THE INPUT Start Marker

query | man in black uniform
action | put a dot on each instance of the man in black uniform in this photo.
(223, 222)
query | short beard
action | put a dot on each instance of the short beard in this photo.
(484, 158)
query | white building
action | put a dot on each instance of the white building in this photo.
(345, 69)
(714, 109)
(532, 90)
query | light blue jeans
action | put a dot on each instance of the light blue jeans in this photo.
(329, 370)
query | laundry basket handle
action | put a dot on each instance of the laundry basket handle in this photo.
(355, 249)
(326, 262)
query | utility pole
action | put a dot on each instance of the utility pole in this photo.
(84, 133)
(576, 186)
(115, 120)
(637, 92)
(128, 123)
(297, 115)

THE INPUT End Marker

YOUR GOAL: The answer should be the exact lines running from the line containing "query | utility pole" to the last line of the entries, with nothing else.

SOLUTION BELOW:
query | utility pole
action | put a dot on each instance of the utility pole in this photo.
(84, 133)
(576, 186)
(115, 120)
(637, 92)
(128, 123)
(297, 115)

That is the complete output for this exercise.